* **THINGS TO DO**
• A. Print word for word the portion of the railroad history below that starts at the words "The survey to" and stops after the words "his constant companion.".
• B. Carry on the account of the railroad and William Dill from where it ends, picking up right after its final sentence.
** Begin SELECTION **
While the city of Atchison, Kan., was included in the famous “Atchison, Topeka, & Santa Fe Railroad,” construction for the railroad began Oct. 30, 1868, at Topeka.

For more than two years there was no railroad at Atchison. Even so, after six months of construction only seven miles of track had been laid.

When the first locomotive steamed into Emporia on Sept. 14, 1870, attention finally turned to Atchison, but stockholders insisted that track be laid west as fast as possible that they might capture a share of the enormous business the Kansas Pacific was enjoying by shipping the cattle that were coming up the Chisholm Trail. Once that construction was fully underway to reach the cattle trail, a contract to build to Atchison was signed Nov. 29, 1870.

Surveying the route was always the first order of business in physically building a railroad. The route to Atchison, north of Topeka, was surveyed up the little valley of Indian Creek, a small stream that cut its way west of Calhoun Bluff, a ridge that rimmed the Kansas River valley. By early summer, 1871, construction to Atchison had begun.

The survey to Atchison brought to light a man whose presence was virtually unknown to the good citizens of Topeka. The route staked by the railroad surveyors led directly over his Indian Creek dugout home about three and a half miles north of Topeka.

Curiosity brought a reporter from the Topeka Commonwealth to the broken-down door of William Dill, and the unusual story of a man who had withdrawn from the grasp of the modern world, that is, until the world came knocking.

Dill was described as 67 years old with long gray hair. Dressed in ragged pants and “an old shirt which has not been washed for months,” old William Dill presented “a very filthy and lousy” appearance. An old dog was his constant companion.
** End SELECTION **
** Begin RECORD LIST **
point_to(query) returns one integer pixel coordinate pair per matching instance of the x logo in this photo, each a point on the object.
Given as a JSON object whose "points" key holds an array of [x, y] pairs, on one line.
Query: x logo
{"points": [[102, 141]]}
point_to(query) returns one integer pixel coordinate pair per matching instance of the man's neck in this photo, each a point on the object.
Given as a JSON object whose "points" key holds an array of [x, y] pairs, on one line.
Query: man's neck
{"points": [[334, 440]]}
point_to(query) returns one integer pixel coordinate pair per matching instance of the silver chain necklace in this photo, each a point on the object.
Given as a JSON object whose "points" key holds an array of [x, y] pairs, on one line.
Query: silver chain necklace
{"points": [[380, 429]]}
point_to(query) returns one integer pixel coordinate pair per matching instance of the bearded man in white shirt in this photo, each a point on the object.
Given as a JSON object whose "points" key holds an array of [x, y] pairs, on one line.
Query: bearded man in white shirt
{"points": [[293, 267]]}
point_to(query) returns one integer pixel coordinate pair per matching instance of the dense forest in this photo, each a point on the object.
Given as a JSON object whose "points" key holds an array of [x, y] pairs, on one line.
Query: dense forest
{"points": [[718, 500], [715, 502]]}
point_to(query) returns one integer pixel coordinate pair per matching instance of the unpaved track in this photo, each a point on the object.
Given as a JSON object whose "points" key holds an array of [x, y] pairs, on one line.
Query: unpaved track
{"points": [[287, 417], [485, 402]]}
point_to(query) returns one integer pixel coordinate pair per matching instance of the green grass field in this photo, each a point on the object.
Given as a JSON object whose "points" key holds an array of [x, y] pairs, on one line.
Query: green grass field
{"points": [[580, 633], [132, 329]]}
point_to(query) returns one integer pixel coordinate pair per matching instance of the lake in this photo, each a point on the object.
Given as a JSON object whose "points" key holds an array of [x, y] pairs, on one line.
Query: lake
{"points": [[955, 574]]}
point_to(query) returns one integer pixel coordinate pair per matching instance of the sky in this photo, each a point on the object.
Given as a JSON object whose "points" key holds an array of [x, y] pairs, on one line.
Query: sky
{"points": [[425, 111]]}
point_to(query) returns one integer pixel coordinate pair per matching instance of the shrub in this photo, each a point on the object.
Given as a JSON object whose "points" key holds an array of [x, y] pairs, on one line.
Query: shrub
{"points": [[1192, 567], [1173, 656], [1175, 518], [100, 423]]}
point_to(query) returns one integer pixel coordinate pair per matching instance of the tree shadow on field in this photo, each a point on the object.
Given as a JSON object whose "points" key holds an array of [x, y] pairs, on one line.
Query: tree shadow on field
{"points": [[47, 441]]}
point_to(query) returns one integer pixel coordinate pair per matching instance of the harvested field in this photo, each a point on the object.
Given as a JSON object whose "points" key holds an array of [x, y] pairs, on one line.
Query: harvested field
** End RECORD LIST **
* **TASK-BY-TASK RESULTS**
• A.
The survey to Atchison brought to light a man whose presence was virtually unknown to the good citizens of Topeka. The route staked by the railroad surveyors led directly over his Indian Creek dugout home about three and a half miles north of Topeka.

Curiosity brought a reporter from the Topeka Commonwealth to the broken-down door of William Dill, and the unusual story of a man who had withdrawn from the grasp of the modern world, that is, until the world came knocking.

Dill was described as 67 years old with long gray hair. Dressed in ragged pants and “an old shirt which has not been washed for months,” old William Dill presented “a very filthy and lousy” appearance. An old dog was his constant companion.

• B.
His neighbors rarely associated with him. Some believed he had money but was too miserly to use it. Others thought he lived in genuine poverty. He talked freely to those who visited him, but was “mum” about his financial circumstances.

A railroad “mess house” was nearby and since the railroad was going to take over his place anyway, he had taken to spending time with the workers. The railroaders dubbed him, “the Robinson Crusoe of Indian Creek.”

The broken-down door of his dugout, or “den” as the editor described it was merely two boards nailed together in the shape of an X.

Squalor and clutter greeted the reporter as he stepped inside the dark hovel. From the center of the leaky roof a box filled with victuals, and a bag of salt, hung by a rope. Several old trunks that looked “as though they might have been with Noah” skirted the fireplace at the back of the room.

The principle diet for this “Robinson Crusoe” was beans and water supplemented with a few vegetables from his meager garden. One cow and two chickens passed in and out of the dugout as freely as the old man.

Dill rarely visited Topeka and when he did he traveled by an isolated foot path that only he used. The reporter ended his exposé with the observation that “William Dill, his den, his stock, and surroundings, are really worth a trip to all.”

The article caught the attention of the editor of the White Cloud Kansas Chief. He ran the story with a follow-up article that could be called “The Rest of the Story.”

William Dill came to White Cloud in the summer of 1860 from Germantown, Ohio.

“He was always a singular sort of man ... his mind was very much unsettled by religious excitement ... and [he] has always had an inclination to wander away from human society.”

When the war broke out in 1861, he enlisted in the Tenth Kansas Volunteer Infantry. During the war he spent some time in Topeka, “... and took a great notion to that country.” Once he had mustered out of service he settled on “probably the same [land] on which he now burrows.”

Family in Ohio had written to him, but the letters were always returned undelivered. No one seemed to know anything about him.“Now the railroad runs through his cavern, and a newspaper reporter dishes him up as a hermit, or a miser.”

“The poor old man ... is far from being in a sound state of mind.” Poverty was most certainly the cause of his circumstances. Whether he was ever reunited with his family is not known. We can only hope that because of the articles in the newspapers the Robinson Crusoe of Indian Creek lived out his final years at ease, far from the privation he had found on The Way West.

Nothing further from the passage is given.